Slithering toward immunity. Lampreys have the beginnings of an adaptive immune system.

Lamprey Immunity Poised to Evolve

You've got more in common with a primitive blood-sucker than you thought. According to immunologists, lampreys have immune system cells that are surprisingly similar to the infection-fighting white blood cells in our own immune systems. This discovery could help explain how immune systems evolved.

Jawless vertebrates such as the lamprey represent a dividing line in immune system evolution. All other vertebrates have adaptive immune systems, which selectively attack foreign agents and retain a "memory" of their molecular flags, or antigens. If attacked again by an invader bearing the same antigen, the immune system uses that molecular memory to launch a more effective defense. Such an advanced defense system couldn't have evolved overnight, however, so researchers look to lampreys for clues that might explain its evolution. Think of it as immunology's version of the "search for the missing link."

□ □ □ □ □

> [Work to complete]
a. Answer the following questions using the lamprey immunity article.
(i) According to immunologists, what are lamprey immune system cells surprisingly similar to?
(ii) Of what do adaptive immune systems retain a "memory"?
(iii) Of what search does the article call the study of lampreys immunology's version?
b. Update the stretch of the lamprey immunity article from "You've got more" through "immune systems evolved.", replacing "immunologists" with "biologists".
c. Carry on the lamprey immunity article from the point at which it stops.

> [Source data]
□ □ □ □ □

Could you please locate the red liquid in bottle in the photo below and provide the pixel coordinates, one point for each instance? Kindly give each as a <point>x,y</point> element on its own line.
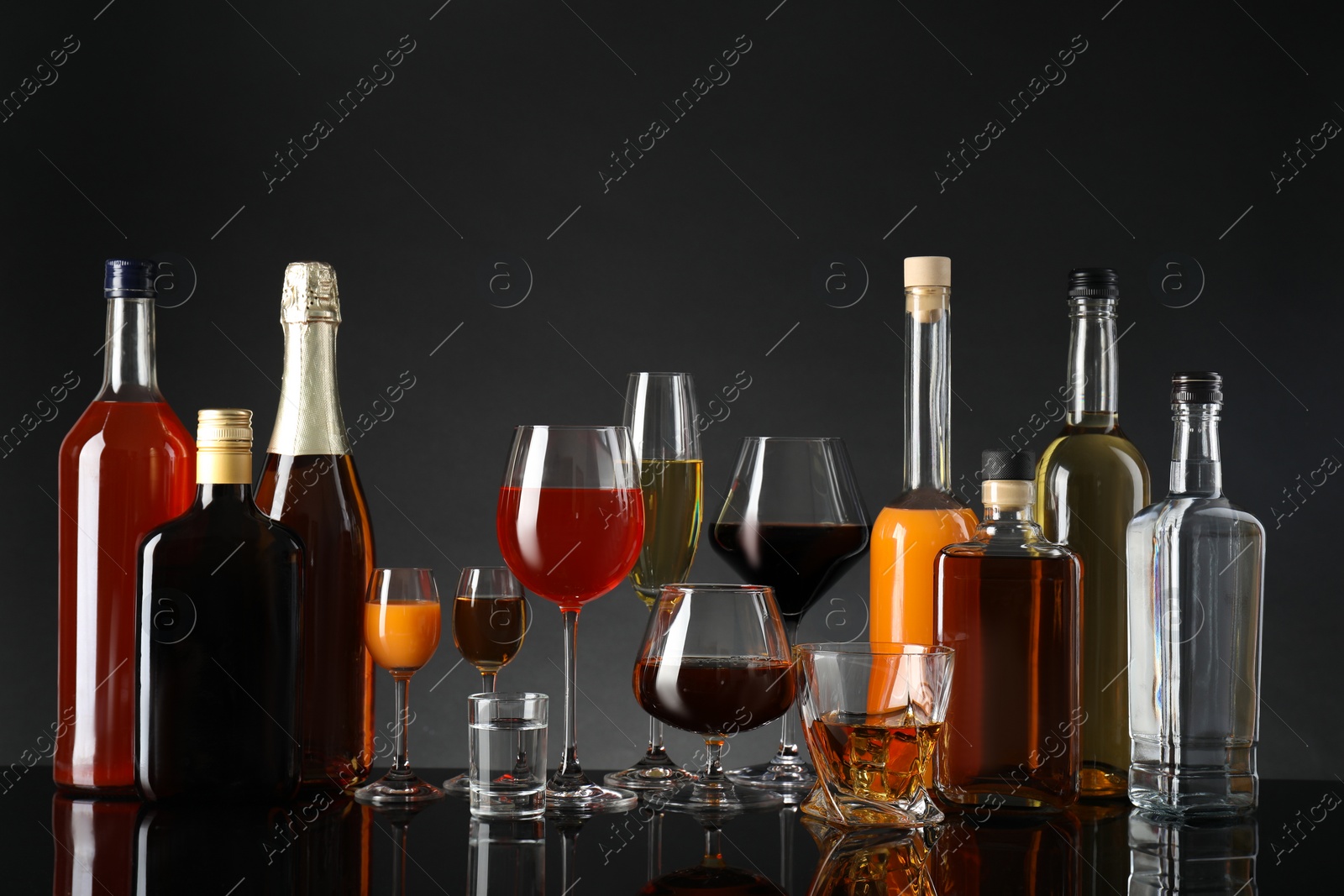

□ □ □ □ □

> [Outputs by task]
a.
(i) The infection-fighting white blood cells in our own immune systems.
(ii) The molecular flags, or antigens, of foreign agents.
(iii) The "search for the missing link."

b.
You've got more in common with a primitive blood-sucker than you thought. According to biologists, lampreys have immune system cells that are surprisingly similar to the infection-fighting white blood cells in our own immune systems. This discovery could help explain how immune systems evolved.

c.
The link just got tighter. By studying juvenile lamprey intestinal cells, immunologists Max Cooper of the University of Alabama, Birmingham, and Jan Klein of the Max Planck Institute in Tübingen, Germany, discovered cells that look just like mammalian lymphocytes, the white blood cells that battle invaders. Surprisingly, lamprey lymphocytes express many of the same genes that mammalian lymphocytes use to call the immune system into action. But as the team reports online 4 October in the Proceedings of the National Academy of Sciences, the lamprey cells lack the genes for critical docking stations on the lymphocyte cell surface that enable the immune system to distinguish and remember different foreign cells. The authors suggest that lampreys are poised at the brink of evolving an adaptive immune system.

The big question now is why would so much of the molecular machinery for an adaptive immune system be present in lampreys if it wasn't functioning for that purpose, says evolutionary biologist Rustom Antia of Emory University in Atlanta, Georgia. "This research sets the stage to ask some exciting new questions about immune system function," he says.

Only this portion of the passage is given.